*WHAT THE TASK ASKS:*
Emit a verbatim copy of the lines running from the line with "Where can the dark shirt" through the end of the material below.

** BEGIN MATERIAL FOR THIS EXERCISE **

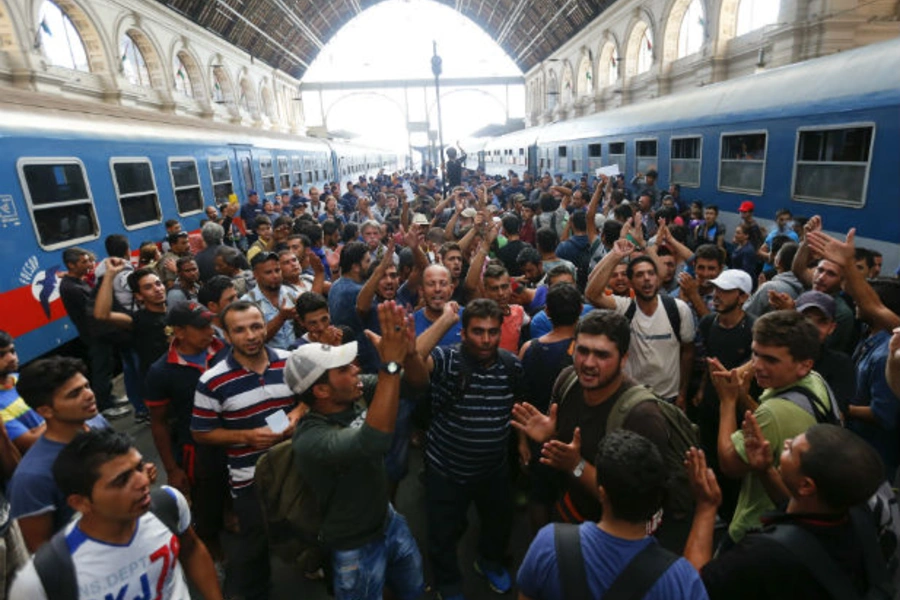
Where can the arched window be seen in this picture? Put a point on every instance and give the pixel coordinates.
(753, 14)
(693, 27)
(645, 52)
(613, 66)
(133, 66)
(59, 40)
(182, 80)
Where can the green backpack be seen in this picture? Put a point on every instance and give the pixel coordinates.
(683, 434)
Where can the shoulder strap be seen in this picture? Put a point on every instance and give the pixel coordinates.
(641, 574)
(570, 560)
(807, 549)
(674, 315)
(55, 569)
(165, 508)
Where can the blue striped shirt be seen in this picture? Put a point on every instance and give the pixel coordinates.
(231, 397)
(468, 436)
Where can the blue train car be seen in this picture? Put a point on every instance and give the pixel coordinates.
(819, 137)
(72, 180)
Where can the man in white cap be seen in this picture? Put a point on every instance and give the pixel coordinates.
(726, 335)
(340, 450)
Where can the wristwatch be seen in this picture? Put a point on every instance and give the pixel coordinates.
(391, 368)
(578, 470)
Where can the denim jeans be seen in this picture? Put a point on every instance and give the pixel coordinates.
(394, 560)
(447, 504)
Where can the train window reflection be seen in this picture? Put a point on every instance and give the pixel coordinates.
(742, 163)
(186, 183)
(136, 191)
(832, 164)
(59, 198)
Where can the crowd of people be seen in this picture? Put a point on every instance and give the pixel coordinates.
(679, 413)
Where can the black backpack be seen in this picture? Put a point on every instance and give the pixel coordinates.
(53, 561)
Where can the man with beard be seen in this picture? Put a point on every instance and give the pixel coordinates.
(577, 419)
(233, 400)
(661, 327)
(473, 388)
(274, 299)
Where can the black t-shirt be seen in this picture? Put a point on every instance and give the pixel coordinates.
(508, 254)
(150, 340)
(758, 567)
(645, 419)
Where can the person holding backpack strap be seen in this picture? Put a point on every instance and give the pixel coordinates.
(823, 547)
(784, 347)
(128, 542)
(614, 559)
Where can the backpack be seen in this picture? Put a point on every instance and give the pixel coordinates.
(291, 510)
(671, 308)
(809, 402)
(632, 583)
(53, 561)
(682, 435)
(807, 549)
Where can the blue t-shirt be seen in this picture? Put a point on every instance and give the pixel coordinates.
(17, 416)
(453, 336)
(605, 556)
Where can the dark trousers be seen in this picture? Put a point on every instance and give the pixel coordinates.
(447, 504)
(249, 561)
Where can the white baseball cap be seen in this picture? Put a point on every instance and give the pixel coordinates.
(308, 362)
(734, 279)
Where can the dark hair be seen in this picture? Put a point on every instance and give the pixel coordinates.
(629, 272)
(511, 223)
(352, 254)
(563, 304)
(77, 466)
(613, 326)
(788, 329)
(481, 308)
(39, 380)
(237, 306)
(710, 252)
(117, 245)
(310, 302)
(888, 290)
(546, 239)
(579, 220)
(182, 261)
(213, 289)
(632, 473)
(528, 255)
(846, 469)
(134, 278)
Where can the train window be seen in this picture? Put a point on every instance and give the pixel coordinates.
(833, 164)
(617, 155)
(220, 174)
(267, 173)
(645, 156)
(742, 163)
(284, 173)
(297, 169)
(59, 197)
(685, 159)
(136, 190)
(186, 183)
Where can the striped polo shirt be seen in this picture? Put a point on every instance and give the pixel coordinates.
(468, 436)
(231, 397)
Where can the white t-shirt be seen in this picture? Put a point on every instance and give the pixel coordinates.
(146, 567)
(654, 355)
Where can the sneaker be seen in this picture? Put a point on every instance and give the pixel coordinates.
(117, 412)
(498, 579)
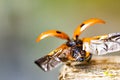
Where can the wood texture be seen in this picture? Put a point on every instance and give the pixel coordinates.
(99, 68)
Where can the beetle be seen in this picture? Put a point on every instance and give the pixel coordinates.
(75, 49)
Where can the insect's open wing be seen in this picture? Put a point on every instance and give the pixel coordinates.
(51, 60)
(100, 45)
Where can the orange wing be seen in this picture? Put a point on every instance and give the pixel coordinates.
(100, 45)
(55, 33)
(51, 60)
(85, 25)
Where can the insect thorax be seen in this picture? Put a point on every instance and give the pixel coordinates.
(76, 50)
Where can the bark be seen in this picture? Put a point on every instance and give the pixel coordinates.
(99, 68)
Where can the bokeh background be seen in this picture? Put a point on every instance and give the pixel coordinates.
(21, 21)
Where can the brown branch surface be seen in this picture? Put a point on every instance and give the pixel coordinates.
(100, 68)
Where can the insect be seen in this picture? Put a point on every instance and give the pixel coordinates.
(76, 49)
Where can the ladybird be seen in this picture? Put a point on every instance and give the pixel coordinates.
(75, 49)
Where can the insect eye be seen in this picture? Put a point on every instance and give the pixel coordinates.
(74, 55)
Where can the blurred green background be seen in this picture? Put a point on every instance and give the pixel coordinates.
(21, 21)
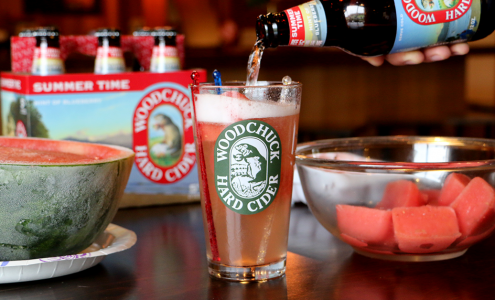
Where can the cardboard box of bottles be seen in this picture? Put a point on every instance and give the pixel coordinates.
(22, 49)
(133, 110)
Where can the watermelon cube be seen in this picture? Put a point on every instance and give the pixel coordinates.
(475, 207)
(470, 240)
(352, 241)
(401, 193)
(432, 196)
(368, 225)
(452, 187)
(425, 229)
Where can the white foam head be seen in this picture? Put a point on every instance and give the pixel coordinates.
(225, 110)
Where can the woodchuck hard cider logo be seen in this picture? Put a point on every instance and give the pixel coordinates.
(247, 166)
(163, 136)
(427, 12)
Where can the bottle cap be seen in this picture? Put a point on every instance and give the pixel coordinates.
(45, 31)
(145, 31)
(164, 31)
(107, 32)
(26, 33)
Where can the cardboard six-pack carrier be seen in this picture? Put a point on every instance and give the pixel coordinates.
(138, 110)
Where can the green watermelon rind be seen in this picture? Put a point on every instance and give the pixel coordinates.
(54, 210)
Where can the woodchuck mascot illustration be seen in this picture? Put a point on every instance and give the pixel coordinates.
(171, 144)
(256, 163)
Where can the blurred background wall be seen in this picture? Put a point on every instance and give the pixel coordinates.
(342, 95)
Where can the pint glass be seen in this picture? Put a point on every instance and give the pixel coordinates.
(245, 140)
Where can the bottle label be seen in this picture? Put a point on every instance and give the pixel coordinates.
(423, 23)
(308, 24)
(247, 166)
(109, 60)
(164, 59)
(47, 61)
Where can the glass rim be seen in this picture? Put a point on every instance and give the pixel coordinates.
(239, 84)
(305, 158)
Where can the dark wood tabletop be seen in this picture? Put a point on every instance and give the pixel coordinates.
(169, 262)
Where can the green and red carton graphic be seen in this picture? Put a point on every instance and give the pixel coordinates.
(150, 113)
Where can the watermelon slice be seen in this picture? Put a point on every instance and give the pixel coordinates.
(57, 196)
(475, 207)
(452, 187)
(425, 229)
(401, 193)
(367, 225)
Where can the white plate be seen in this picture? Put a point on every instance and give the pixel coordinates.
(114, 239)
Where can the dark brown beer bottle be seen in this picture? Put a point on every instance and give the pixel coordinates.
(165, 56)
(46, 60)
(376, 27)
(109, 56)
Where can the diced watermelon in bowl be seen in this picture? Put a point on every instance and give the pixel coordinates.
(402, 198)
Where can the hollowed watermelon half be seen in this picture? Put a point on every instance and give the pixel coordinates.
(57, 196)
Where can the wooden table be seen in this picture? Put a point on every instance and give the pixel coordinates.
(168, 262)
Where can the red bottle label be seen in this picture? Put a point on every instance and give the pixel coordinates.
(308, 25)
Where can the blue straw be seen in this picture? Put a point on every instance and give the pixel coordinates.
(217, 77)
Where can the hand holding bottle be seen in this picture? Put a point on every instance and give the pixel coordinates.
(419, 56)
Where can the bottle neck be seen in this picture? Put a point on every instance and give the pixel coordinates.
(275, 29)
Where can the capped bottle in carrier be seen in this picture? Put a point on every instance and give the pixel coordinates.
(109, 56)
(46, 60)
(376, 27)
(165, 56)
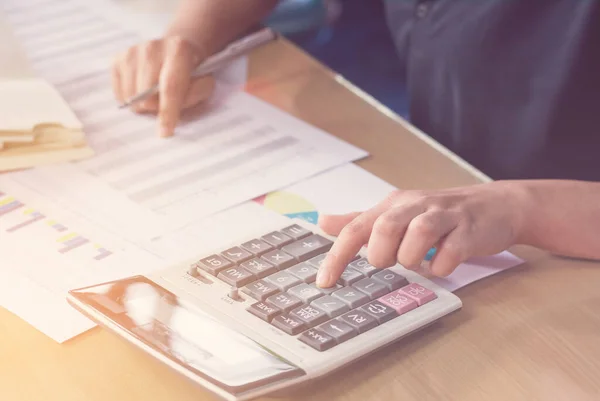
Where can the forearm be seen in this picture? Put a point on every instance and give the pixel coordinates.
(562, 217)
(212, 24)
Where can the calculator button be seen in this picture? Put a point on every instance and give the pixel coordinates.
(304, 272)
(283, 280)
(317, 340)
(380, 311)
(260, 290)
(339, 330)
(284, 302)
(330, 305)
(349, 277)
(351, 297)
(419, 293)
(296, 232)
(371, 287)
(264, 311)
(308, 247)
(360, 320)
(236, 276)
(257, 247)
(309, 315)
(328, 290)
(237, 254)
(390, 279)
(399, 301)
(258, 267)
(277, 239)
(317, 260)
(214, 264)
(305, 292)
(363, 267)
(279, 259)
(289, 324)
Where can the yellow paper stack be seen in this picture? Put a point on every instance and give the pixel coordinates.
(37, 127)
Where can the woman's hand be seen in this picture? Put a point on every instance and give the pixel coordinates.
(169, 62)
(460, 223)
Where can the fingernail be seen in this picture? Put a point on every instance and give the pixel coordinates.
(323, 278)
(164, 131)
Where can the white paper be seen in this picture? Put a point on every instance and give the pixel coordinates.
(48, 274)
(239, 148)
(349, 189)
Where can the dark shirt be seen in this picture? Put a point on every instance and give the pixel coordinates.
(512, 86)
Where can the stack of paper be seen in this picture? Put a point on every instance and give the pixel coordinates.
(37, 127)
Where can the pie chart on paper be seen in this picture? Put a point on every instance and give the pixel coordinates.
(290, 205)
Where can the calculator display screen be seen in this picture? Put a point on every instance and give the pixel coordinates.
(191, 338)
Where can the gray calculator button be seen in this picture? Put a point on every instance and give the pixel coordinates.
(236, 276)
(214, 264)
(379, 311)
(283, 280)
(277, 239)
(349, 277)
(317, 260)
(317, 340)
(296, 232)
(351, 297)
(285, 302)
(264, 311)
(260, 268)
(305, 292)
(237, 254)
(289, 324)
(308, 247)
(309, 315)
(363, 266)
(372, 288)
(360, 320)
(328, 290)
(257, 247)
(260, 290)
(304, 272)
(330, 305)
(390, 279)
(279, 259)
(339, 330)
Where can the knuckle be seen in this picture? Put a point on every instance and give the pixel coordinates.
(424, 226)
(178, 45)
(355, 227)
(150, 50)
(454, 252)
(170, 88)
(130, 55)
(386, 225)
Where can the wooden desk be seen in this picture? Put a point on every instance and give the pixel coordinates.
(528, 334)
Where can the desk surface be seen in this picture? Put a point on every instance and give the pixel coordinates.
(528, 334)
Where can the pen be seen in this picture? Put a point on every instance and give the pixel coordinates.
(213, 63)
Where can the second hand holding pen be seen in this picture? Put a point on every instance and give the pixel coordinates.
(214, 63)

** END MATERIAL FOR THIS EXERCISE **

*ANSWER IN FULL:*
Where can the dark shirt be seen in this picture? Put a point on every instance and give the pixel coordinates.
(512, 86)
Where can the stack of paper be seen in this picture? Put a point on every instance and give the pixel coordinates.
(37, 127)
Where can the pie chart on paper be seen in this picture? Put a point on every instance and give the pixel coordinates.
(290, 205)
Where can the calculator display screen be seen in this picture? Put a point on every instance and give the pixel coordinates.
(191, 338)
Where can the gray calculator button be seen in this picture? Put a point on every instance and give the pixel coordinates.
(236, 276)
(214, 264)
(379, 311)
(283, 280)
(277, 239)
(349, 277)
(317, 260)
(317, 340)
(296, 232)
(351, 297)
(285, 302)
(264, 311)
(260, 268)
(305, 292)
(237, 254)
(289, 324)
(308, 247)
(309, 315)
(363, 266)
(372, 288)
(360, 320)
(328, 290)
(257, 247)
(260, 290)
(304, 272)
(330, 305)
(390, 279)
(279, 259)
(339, 330)
Where can the knuckle be seen in this picture? Put a point on every instance and give the pixel coordinates.
(424, 226)
(178, 45)
(355, 227)
(150, 50)
(454, 252)
(170, 88)
(130, 55)
(386, 225)
Where can the wooden desk be seen in this picture? Put a point on every instance and give the pixel coordinates.
(528, 334)
Where can the desk surface be seen in this picture? Put a point on every instance and give the pixel coordinates.
(528, 334)
Where can the pen be seen in this picture? Put a point on every instance and give the pixel coordinates.
(213, 63)
Where can the second hand holding pen be seen in this picture? Put a point on every instance and give the pixel coordinates.
(214, 63)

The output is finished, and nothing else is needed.